**Explore the material**
**A.** In the sleep apnea abstract, how is CPAP adherence defined?
**B.** Transcribe the stretch of the sleep apnea abstract from "Rationale Upper airway" through "traditional OSA population.".
------ Excerpt provided
Rationale Upper airway resistance is critical to the pathophysiology of obstructive sleep apnea (OSA). We have previously characterized a subset of patients with OSA who have evidence of reversible upper airways resistance as measured by spirometry. Specifically, these patients have an increased FEF50/FIF50 ratio which decreases with administration of a short acting bronchodilator. On average these patients had a lower BMI (average 27) compared to OSA patients as a whole suggesting the possibility of unique upper airway pathophysiology among this group. In the current study, we identify additional patients with OSA who have reversible upper airways obstruction on spirometry and characterize their compliance with CPAP therapy as compared to a traditional OSA population.
Methods We retrospectively evaluated patients who had a sleep screen suggestive of OSA in the last 2 years. Patients who also had spirometry in the previous 5 years were identified for further analysis. Those patients with either normal spirometry or fixed obstructive defects who had a decrease in the FEF50/FIF50 ratio after administration of a short acting inhaled beta agonist (albuterol) were then characterized. We then measured objective CPAP adherence using data downloaded from the positive airway pressure device with adherence defined as CPAP use >4 hrs more than 70% of nights over a 30 day period.
------------
------ Record excerpts
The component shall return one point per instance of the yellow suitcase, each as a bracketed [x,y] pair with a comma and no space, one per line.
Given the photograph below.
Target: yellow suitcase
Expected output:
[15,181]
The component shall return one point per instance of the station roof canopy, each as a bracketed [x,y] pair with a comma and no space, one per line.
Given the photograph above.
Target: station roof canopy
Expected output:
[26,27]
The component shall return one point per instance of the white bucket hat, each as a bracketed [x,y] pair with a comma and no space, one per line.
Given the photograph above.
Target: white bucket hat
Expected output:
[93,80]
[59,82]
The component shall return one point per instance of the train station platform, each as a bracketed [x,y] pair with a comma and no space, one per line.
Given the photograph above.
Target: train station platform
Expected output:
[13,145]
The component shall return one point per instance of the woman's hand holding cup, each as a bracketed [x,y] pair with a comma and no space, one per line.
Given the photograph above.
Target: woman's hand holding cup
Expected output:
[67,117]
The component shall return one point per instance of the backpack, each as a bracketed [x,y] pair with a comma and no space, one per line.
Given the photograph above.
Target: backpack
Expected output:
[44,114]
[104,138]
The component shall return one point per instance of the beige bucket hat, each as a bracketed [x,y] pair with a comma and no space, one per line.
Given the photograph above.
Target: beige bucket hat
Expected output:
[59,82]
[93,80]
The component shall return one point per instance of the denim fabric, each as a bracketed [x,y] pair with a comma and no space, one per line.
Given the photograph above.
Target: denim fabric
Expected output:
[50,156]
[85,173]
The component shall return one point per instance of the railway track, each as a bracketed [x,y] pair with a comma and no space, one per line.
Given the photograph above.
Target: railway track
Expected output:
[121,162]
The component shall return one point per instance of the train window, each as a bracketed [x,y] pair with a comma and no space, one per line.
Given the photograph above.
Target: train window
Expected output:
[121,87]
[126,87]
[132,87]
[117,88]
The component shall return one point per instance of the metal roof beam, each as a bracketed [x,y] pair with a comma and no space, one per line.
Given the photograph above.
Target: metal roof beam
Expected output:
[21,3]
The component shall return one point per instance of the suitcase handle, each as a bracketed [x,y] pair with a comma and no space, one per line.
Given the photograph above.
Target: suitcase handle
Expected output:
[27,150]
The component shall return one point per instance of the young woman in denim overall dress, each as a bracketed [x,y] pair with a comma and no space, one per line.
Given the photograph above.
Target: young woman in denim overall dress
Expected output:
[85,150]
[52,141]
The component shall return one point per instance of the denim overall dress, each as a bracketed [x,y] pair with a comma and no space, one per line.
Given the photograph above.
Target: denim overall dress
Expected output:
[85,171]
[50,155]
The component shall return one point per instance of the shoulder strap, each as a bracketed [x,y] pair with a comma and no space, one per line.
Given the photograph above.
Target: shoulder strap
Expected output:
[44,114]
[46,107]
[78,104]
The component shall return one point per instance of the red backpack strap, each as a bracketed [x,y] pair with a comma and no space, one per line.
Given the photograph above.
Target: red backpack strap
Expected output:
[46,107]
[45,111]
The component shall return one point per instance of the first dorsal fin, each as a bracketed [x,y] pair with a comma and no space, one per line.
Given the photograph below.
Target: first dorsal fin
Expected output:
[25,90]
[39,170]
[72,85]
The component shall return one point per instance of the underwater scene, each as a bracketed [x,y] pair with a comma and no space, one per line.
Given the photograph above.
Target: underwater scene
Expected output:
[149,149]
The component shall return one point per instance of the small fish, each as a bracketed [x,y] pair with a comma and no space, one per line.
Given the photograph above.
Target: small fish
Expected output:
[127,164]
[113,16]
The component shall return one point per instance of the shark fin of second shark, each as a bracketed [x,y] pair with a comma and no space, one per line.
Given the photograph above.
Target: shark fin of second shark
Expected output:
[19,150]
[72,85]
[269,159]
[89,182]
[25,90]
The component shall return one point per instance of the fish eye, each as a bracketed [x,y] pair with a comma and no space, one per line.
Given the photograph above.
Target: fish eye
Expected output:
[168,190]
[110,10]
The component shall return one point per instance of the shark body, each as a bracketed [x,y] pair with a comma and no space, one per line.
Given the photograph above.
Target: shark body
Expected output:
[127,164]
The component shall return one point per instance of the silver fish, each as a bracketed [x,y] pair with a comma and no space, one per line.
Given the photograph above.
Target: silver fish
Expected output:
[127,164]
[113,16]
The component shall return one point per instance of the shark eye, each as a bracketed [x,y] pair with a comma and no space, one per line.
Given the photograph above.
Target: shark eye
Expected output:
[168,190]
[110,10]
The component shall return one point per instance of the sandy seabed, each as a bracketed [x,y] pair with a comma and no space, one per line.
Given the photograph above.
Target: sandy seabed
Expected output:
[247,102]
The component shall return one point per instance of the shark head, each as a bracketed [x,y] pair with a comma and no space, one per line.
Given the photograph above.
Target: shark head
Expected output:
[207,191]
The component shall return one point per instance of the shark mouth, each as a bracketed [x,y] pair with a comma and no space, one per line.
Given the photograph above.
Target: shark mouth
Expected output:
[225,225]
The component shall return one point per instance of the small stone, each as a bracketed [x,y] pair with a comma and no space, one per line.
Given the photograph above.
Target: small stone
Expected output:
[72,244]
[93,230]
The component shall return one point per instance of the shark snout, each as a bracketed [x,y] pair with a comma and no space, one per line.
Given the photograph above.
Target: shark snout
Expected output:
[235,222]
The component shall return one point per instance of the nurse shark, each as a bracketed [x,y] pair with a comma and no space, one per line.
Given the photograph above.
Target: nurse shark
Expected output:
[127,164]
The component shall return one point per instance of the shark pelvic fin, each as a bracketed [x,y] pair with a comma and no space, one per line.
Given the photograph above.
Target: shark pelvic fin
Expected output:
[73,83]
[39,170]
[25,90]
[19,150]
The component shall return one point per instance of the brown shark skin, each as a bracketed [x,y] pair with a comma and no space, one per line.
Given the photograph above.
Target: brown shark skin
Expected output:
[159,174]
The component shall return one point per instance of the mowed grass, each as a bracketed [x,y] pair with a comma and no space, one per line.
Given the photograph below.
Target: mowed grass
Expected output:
------------
**Completed exercise**
**A.** CPAP use of more than 4 hours on more than 70% of nights over a 30-day period.

**B.**
Rationale Upper airway resistance is critical to the pathophysiology of obstructive sleep apnea (OSA). We have previously characterized a subset of patients with OSA who have evidence of reversible upper airways resistance as measured by spirometry. Specifically, these patients have an increased FEF50/FIF50 ratio which decreases with administration of a short acting bronchodilator. On average these patients had a lower BMI (average 27) compared to OSA patients as a whole suggesting the possibility of unique upper airway pathophysiology among this group. In the current study, we identify additional patients with OSA who have reversible upper airways obstruction on spirometry and characterize their compliance with CPAP therapy as compared to a traditional OSA population.